__Task__. Search the records for the string "form", and show each line where it appears.

__Saved entries__.
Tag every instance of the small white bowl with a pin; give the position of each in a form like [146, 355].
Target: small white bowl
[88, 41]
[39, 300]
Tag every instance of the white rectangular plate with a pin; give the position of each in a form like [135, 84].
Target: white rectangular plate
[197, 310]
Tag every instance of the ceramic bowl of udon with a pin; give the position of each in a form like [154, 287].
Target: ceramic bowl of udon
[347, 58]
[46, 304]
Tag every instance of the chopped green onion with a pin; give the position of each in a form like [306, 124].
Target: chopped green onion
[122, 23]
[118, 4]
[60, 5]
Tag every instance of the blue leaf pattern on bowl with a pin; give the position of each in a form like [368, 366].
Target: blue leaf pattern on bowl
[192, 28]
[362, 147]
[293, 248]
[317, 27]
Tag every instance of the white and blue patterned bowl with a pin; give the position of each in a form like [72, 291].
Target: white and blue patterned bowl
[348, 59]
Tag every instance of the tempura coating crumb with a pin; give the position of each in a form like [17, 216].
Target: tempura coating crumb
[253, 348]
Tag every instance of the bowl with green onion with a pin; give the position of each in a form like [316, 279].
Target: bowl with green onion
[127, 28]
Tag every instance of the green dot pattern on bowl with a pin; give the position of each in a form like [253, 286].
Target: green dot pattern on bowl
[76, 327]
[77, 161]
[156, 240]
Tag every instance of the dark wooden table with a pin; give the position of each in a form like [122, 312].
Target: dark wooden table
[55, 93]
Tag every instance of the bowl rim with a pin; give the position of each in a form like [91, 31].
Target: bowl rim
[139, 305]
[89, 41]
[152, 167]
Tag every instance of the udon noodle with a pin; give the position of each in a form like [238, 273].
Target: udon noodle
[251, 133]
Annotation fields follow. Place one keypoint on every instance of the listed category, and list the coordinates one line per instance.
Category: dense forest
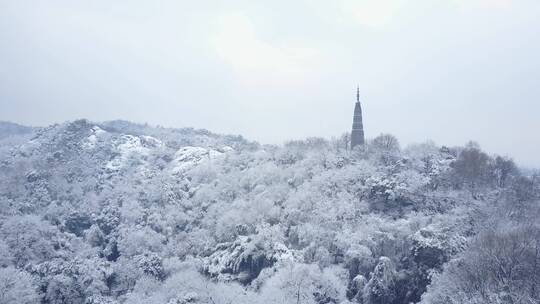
(118, 212)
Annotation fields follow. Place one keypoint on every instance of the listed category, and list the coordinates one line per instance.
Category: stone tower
(357, 134)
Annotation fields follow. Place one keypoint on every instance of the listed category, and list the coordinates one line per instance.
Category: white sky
(446, 70)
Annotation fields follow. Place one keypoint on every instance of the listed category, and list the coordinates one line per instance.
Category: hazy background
(447, 70)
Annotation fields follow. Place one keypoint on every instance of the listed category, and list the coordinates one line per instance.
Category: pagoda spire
(357, 134)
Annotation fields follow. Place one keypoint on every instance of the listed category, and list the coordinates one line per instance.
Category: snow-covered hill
(118, 212)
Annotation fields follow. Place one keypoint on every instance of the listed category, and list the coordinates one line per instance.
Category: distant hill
(119, 212)
(10, 129)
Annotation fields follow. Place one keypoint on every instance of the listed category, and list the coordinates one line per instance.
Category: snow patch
(188, 157)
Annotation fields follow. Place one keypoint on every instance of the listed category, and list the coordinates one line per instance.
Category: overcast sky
(446, 70)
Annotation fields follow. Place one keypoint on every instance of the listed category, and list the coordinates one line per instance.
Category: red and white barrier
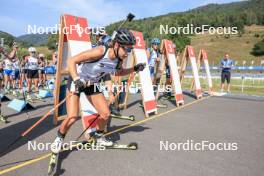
(139, 51)
(192, 58)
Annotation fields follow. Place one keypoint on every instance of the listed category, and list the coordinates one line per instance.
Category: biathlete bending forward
(92, 66)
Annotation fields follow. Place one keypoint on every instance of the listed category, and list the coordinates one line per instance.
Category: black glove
(79, 85)
(139, 67)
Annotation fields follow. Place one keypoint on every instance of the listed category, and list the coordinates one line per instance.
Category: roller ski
(34, 99)
(116, 114)
(158, 105)
(123, 117)
(95, 143)
(3, 119)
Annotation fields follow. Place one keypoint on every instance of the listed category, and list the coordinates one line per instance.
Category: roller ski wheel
(131, 117)
(3, 119)
(162, 105)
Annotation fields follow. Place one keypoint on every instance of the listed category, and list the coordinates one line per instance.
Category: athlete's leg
(100, 104)
(72, 104)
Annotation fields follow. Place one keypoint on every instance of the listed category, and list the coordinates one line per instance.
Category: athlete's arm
(124, 72)
(86, 56)
(12, 54)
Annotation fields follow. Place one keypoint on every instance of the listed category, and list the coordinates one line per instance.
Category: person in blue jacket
(226, 66)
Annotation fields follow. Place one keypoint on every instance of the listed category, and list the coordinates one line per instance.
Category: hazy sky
(15, 15)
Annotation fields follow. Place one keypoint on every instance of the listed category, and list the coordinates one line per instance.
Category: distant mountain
(237, 14)
(35, 39)
(9, 39)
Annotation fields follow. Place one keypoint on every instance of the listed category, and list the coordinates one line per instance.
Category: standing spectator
(32, 74)
(42, 65)
(226, 65)
(16, 76)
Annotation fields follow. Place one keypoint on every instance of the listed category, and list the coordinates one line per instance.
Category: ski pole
(87, 127)
(3, 152)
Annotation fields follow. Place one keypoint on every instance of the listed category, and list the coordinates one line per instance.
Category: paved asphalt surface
(228, 119)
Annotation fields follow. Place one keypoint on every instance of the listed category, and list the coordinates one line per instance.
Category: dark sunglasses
(127, 49)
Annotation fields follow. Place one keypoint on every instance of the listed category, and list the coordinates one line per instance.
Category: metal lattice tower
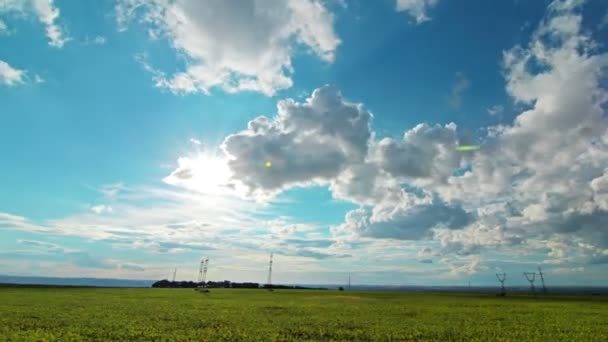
(501, 278)
(269, 281)
(200, 271)
(205, 265)
(542, 279)
(531, 276)
(349, 281)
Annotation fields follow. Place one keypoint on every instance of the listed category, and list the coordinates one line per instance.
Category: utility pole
(200, 271)
(542, 279)
(501, 278)
(269, 281)
(206, 264)
(531, 276)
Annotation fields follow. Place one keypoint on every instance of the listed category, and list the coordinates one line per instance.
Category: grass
(66, 314)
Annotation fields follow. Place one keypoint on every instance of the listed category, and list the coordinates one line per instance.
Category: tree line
(226, 284)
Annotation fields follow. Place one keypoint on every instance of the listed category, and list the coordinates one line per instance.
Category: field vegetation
(74, 314)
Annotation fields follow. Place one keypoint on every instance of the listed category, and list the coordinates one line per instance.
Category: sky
(139, 136)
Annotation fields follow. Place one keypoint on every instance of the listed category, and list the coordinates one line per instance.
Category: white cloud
(418, 9)
(235, 46)
(306, 143)
(461, 84)
(97, 40)
(102, 209)
(47, 14)
(496, 110)
(3, 28)
(11, 76)
(548, 164)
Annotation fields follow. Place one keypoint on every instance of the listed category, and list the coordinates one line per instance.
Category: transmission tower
(349, 281)
(501, 278)
(542, 279)
(531, 276)
(200, 271)
(269, 282)
(205, 265)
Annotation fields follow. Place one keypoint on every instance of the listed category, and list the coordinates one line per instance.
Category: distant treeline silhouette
(226, 284)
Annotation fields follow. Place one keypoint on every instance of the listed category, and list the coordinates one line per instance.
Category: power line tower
(200, 271)
(206, 264)
(542, 279)
(269, 281)
(501, 278)
(531, 276)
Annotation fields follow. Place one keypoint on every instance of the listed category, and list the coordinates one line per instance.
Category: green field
(40, 314)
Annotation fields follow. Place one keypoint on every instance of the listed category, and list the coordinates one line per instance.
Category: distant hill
(56, 281)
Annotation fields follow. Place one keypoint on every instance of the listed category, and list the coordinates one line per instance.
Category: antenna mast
(200, 271)
(205, 265)
(531, 276)
(542, 279)
(501, 278)
(269, 282)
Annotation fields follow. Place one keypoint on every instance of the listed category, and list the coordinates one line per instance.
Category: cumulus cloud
(496, 110)
(102, 209)
(461, 85)
(11, 76)
(418, 9)
(549, 165)
(97, 40)
(235, 45)
(3, 28)
(306, 143)
(47, 14)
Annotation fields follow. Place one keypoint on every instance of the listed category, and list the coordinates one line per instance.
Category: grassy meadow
(74, 314)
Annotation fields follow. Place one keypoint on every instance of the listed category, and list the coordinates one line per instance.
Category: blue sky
(139, 136)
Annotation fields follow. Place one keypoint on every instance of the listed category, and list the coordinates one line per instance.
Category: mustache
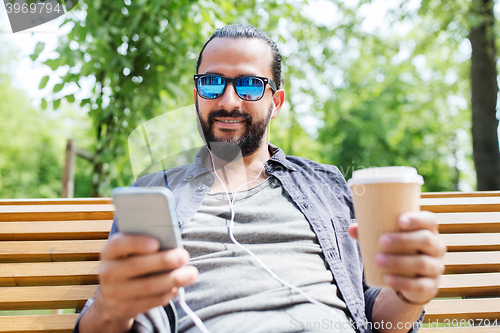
(233, 114)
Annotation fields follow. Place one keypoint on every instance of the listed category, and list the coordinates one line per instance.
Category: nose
(230, 100)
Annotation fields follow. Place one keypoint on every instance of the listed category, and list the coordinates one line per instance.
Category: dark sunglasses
(248, 88)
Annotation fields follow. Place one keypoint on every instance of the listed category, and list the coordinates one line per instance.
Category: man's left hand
(413, 256)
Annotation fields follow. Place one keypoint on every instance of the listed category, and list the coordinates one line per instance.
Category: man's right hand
(127, 287)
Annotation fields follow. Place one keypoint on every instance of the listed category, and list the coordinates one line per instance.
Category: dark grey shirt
(318, 190)
(233, 292)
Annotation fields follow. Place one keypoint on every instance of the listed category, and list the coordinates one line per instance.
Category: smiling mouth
(229, 121)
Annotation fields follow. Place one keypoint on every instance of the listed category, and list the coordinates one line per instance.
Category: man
(293, 213)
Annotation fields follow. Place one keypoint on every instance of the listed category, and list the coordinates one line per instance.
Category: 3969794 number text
(33, 8)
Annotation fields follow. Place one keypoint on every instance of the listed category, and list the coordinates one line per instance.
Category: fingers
(121, 301)
(151, 286)
(418, 290)
(411, 265)
(122, 245)
(421, 241)
(353, 230)
(132, 267)
(418, 220)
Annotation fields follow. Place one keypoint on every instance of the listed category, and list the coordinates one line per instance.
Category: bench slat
(58, 230)
(57, 201)
(52, 297)
(21, 213)
(35, 324)
(31, 251)
(49, 273)
(472, 262)
(471, 242)
(468, 222)
(461, 205)
(475, 309)
(469, 285)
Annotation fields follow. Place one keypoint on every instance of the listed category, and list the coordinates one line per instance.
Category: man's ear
(278, 100)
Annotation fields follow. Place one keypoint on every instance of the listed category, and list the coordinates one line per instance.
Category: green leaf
(70, 98)
(38, 49)
(58, 87)
(53, 63)
(56, 103)
(43, 82)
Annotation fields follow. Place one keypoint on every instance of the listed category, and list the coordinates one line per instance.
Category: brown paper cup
(378, 202)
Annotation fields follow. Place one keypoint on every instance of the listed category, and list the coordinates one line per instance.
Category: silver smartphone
(148, 211)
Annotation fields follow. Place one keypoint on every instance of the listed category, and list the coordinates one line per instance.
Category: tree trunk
(484, 98)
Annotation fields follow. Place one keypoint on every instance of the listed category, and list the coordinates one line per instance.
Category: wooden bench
(49, 259)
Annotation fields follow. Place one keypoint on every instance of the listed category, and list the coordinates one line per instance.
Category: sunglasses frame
(228, 80)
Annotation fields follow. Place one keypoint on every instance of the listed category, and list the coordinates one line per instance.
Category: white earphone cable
(197, 321)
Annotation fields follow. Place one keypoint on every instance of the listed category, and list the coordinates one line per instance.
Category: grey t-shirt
(233, 293)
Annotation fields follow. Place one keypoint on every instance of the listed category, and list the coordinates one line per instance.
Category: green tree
(142, 55)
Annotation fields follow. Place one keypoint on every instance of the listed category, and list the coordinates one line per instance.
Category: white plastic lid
(394, 174)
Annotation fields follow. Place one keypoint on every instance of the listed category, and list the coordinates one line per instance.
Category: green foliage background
(355, 98)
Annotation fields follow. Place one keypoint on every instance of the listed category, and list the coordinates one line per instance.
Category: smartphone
(148, 211)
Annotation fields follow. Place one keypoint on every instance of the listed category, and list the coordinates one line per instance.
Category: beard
(229, 149)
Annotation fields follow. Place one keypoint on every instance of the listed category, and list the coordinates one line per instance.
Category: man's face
(228, 122)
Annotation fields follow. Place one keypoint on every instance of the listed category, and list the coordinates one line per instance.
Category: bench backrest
(49, 258)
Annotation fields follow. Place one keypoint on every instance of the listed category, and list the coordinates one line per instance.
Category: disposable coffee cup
(380, 196)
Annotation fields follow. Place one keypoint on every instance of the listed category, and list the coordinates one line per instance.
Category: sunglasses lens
(211, 86)
(250, 88)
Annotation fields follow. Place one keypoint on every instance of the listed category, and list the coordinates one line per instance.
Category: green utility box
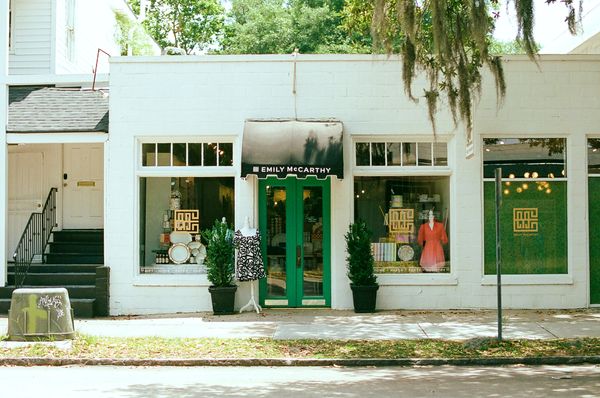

__Finished exercise__.
Tag every instance of the small white bowl with a pin; give the position of each in a form like [146, 355].
Tag every instance of the white rectangular plate with a pin; give the position of each in a form like [135, 84].
Tag every instance of the ceramic bowl of udon with a pin; give the position of each in a form like [154, 287].
Tag every instance of the chopped green onion with a pin; give the position of each in a form like [306, 124].
Tag every instance of the blue leaf pattern on bowl with a pin; give the position of each in a form like [368, 366].
Tag every instance of the white and blue patterned bowl with a pin; give the position of each in a form like [72, 291].
Tag every instance of the tempura coating crumb with a pin; give the position of each in a form like [17, 216].
Tag every instance of the bowl with green onion with a pin; give the position of each in a form like [316, 279].
Tag every instance of the green dot pattern on bowl with a pin; give the position of each in a form like [253, 286].
Tag every instance of the dark wooden table with a pin; give the position of each in a form like [122, 312].
Tag every instance of the bowl rim with a pin; give the position of each in a form like [91, 31].
Tag every instance of the udon noodle with a pin; give the position of each in a form like [238, 273].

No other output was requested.